▸ TASK DETAILS: Can you pull out, word for word, the part of the Birgitte Esmark text that begins at the words "Norwegian zoologist (1841–1897)" and stops after "the Arctic regions."?

▸ SUPPLIED TEXT:
══════

- Born: 13 October 1841 Brevik
- Died: 2 April 1897 (aged 55)
- Education: Malacology
- Alma mater: University of Kristiania

= Birgitte Esmark =

Norwegian zoologist (1841–1897)

Birgitte Elise Esmark (13 October 1841 – 2 April 1897) was a Norwegian malacologist and is considered the first Norwegian female zoologist. She was the first woman to receive financial support for her scientific work from the Kongelige Frederiks Universitet in 1879, five years before it was open to women. Esmark's contributions as a malacologist advanced the knowledge of land and freshwater mollusks in Norway, both modern and fossil, with a particular focus on mollusks found in the Arctic regions.

== Personal life ==
Esmark was born in Brevik, a town located approximately 100 miles south of Oslo on the west side of the Oslo Fjord. Her father, Hans Morten Thrane Esmark (1801–1882), was a parish minister, mineralogist, and palaeontologist, and her mother Ulrike Benedicte Wiborg (1810–1898).

Esmark's family had close ties to the University of Kristiania (now Oslo). Her grandfather, Jens Esmark was a geologist, mining engineer, and professor of mining science at the university who had married the daughter of Danish zoologist Morten Thrane Brünnich. Her uncle, Laurits Martin Esmark, served as a professor of zoology and conservator at the zoological museum.

══════

▸ GIVEN INFORMATION:
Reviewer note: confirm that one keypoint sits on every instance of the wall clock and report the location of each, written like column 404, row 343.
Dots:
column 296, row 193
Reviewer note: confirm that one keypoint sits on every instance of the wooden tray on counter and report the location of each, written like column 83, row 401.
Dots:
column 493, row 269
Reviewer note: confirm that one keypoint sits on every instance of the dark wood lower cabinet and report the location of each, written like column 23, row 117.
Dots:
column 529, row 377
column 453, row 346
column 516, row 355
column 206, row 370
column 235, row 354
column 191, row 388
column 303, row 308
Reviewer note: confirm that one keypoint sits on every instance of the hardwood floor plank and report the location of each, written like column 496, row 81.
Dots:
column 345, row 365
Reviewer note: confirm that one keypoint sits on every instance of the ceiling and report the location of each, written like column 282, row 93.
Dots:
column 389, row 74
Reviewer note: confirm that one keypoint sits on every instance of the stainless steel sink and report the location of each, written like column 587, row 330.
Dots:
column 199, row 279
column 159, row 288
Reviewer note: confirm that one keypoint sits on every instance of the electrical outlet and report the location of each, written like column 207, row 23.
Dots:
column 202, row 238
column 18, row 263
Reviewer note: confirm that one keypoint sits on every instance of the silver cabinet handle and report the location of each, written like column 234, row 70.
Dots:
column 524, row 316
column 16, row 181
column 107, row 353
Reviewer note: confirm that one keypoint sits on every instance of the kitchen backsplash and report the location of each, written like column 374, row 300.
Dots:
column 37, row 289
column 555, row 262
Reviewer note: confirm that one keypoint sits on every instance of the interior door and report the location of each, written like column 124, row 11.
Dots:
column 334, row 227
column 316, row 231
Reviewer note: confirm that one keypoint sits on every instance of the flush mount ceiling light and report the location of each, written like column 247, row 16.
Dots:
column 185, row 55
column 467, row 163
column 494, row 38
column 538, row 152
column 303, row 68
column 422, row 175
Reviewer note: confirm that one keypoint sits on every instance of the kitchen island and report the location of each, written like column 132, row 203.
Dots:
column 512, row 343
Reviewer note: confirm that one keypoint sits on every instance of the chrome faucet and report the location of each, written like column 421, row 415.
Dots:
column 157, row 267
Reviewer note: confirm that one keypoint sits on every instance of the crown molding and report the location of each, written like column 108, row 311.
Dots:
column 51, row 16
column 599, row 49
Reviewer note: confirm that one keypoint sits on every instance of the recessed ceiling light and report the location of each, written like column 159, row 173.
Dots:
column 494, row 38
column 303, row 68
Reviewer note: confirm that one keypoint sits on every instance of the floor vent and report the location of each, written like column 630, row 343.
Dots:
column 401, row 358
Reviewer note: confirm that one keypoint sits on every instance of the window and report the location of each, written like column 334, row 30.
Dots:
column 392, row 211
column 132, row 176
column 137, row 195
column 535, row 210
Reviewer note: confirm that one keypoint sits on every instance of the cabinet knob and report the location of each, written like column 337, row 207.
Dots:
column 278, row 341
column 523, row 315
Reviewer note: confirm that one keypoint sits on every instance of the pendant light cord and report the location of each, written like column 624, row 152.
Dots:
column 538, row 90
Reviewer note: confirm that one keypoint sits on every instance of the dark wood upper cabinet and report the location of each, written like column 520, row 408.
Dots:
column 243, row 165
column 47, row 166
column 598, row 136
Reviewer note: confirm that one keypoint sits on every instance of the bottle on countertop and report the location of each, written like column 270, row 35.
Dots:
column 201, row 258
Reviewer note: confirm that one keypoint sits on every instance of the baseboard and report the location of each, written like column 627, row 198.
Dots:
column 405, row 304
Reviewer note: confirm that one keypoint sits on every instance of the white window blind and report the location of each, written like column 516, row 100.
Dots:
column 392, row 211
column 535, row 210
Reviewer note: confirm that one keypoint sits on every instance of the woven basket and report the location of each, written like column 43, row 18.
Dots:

══════

▸ EXERCISE SOLUTION:
Norwegian zoologist (1841–1897)

Birgitte Elise Esmark (13 October 1841 – 2 April 1897) was a Norwegian malacologist and is considered the first Norwegian female zoologist. She was the first woman to receive financial support for her scientific work from the Kongelige Frederiks Universitet in 1879, five years before it was open to women. Esmark's contributions as a malacologist advanced the knowledge of land and freshwater mollusks in Norway, both modern and fossil, with a particular focus on mollusks found in the Arctic regions.